__EXERCISE MATERIAL__:
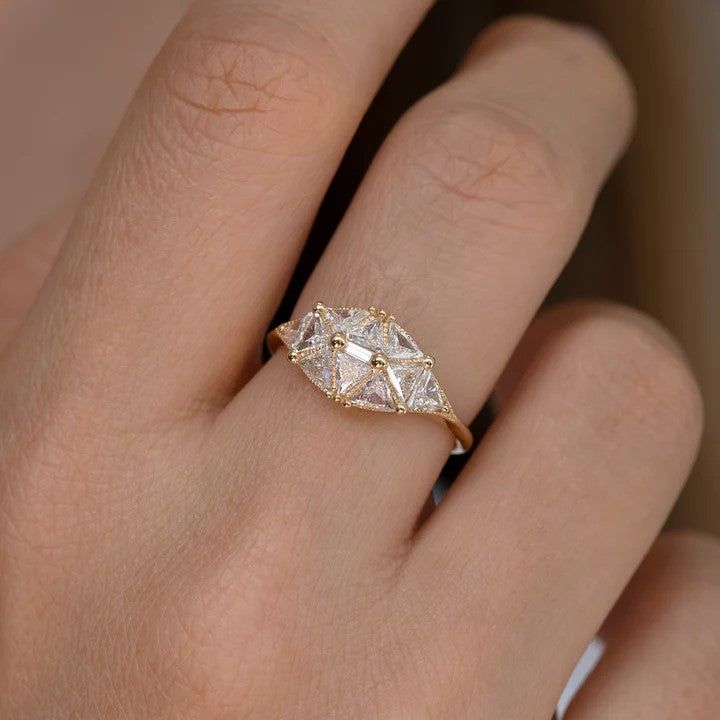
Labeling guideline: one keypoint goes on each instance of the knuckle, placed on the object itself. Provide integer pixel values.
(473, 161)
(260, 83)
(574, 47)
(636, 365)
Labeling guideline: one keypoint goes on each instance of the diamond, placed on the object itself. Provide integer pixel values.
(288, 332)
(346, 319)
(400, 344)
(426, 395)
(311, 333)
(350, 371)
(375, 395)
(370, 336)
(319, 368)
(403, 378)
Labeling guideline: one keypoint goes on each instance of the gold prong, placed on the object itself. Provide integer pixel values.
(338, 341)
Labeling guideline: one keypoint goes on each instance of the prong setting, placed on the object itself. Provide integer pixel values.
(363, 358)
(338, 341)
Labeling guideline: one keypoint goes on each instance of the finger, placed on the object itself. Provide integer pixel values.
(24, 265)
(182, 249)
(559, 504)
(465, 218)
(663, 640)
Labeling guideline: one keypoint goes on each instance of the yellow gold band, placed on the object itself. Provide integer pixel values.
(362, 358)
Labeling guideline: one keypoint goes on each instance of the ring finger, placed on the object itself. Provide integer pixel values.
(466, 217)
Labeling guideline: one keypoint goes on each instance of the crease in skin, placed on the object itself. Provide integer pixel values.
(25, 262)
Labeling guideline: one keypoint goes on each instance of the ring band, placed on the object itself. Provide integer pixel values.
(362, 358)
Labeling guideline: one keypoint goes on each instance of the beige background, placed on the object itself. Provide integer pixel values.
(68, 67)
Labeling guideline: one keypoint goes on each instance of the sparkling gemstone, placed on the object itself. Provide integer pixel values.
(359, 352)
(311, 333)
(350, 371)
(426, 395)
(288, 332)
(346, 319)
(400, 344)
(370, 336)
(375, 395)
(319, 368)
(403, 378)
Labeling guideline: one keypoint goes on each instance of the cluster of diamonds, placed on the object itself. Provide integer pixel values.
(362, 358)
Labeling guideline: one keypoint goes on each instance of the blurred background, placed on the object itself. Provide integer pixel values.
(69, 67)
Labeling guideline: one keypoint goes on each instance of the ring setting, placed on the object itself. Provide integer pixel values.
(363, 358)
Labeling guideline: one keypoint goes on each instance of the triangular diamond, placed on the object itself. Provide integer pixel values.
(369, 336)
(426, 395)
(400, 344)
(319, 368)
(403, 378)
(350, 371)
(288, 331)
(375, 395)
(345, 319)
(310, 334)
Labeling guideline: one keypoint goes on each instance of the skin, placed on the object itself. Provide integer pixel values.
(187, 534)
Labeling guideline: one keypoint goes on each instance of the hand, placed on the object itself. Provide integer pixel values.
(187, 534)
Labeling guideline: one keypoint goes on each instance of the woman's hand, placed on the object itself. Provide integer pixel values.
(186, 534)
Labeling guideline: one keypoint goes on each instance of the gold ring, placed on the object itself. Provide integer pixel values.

...

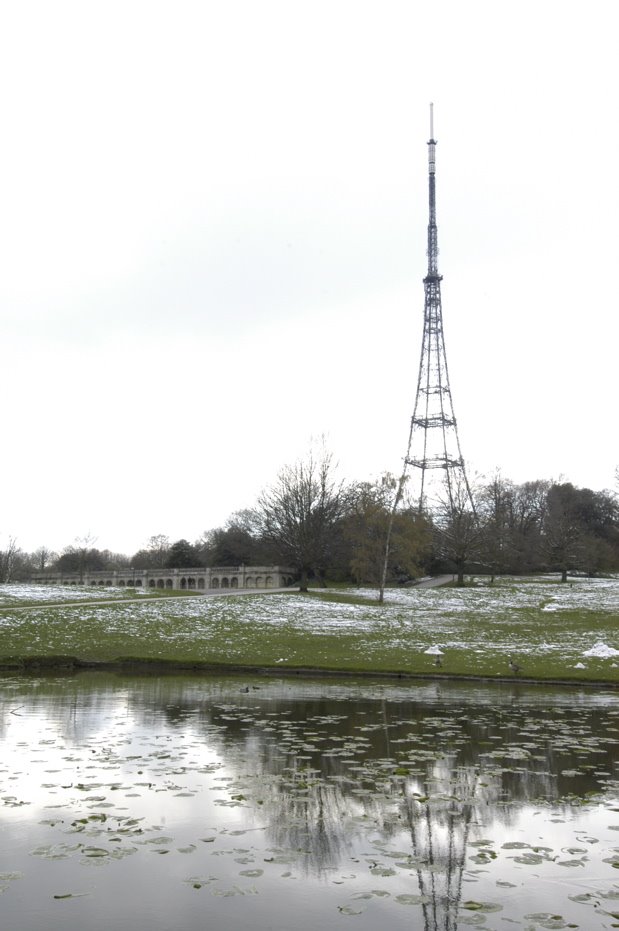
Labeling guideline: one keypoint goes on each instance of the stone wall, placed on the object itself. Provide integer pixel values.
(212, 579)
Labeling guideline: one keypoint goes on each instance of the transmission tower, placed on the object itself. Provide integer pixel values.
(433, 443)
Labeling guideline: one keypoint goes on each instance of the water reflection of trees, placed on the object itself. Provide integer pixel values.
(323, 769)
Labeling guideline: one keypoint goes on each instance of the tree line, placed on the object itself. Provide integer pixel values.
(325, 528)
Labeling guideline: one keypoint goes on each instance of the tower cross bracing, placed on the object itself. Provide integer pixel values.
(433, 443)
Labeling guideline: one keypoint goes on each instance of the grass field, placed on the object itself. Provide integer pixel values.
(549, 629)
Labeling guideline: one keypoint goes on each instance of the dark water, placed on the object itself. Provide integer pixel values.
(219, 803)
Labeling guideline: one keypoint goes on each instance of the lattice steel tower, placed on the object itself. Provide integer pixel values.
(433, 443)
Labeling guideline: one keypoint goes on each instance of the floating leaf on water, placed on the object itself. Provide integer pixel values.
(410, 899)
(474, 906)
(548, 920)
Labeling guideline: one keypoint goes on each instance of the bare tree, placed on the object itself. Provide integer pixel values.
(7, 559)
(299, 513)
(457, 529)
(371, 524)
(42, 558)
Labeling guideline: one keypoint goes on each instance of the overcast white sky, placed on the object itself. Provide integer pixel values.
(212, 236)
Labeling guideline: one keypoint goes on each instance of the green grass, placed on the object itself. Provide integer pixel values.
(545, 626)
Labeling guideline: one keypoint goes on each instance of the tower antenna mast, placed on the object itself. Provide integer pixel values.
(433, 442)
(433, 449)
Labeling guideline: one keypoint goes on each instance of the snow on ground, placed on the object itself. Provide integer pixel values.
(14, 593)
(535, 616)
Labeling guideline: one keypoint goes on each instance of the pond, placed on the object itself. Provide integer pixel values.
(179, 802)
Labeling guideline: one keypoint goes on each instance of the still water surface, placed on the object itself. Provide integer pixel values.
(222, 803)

==

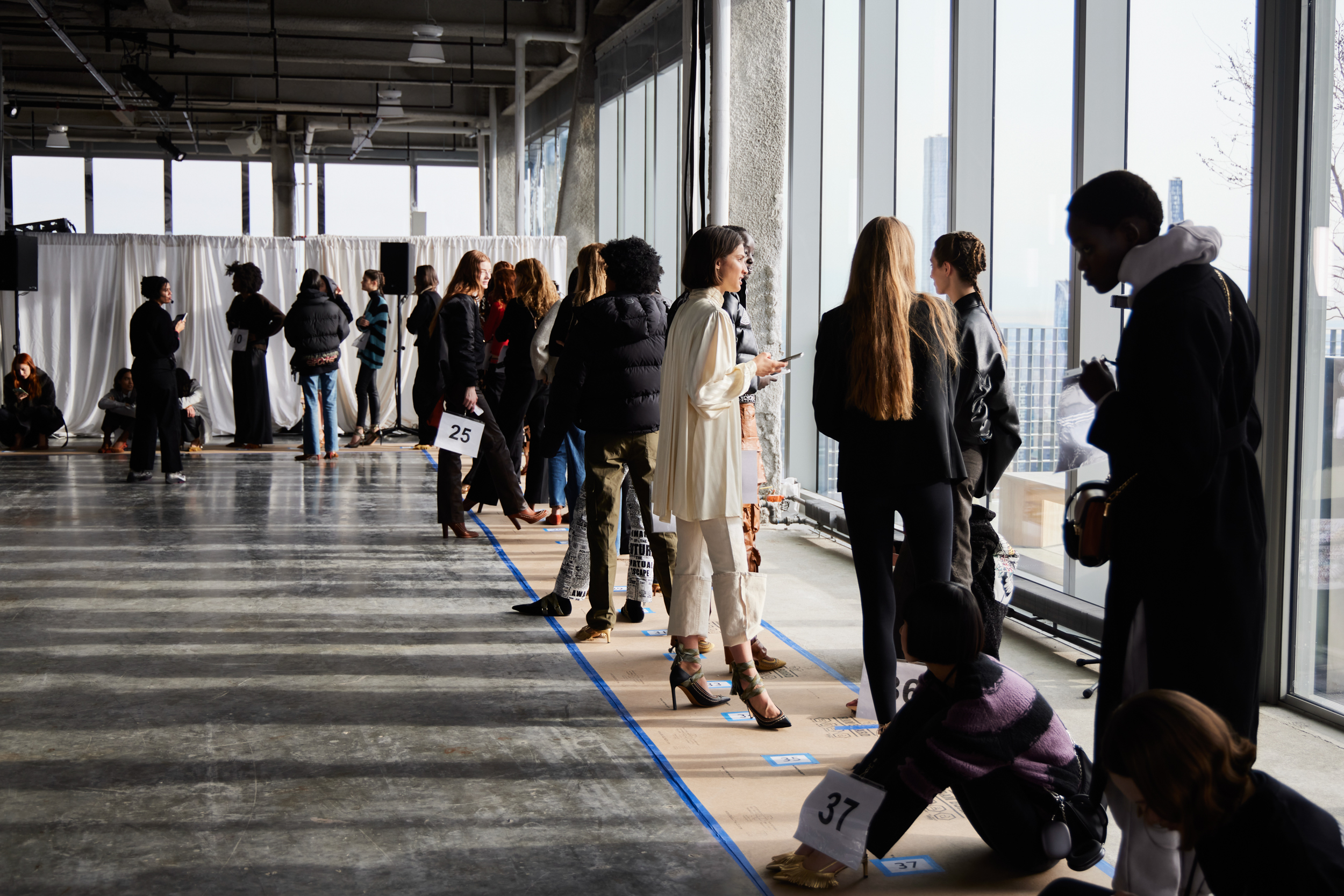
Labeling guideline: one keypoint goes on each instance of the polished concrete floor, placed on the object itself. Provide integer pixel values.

__THE TASK__: Copy every line of the rows above that contains the word "prong".

__RESPONSE__:
Labeling guideline: one keypoint goes on each instance of the gold prong, placed on the object itself. Provide integer pixel values.
Labeling guideline: one keypoint goes on each instance of the prong setting, placed on the object itself. Provide integer pixel values.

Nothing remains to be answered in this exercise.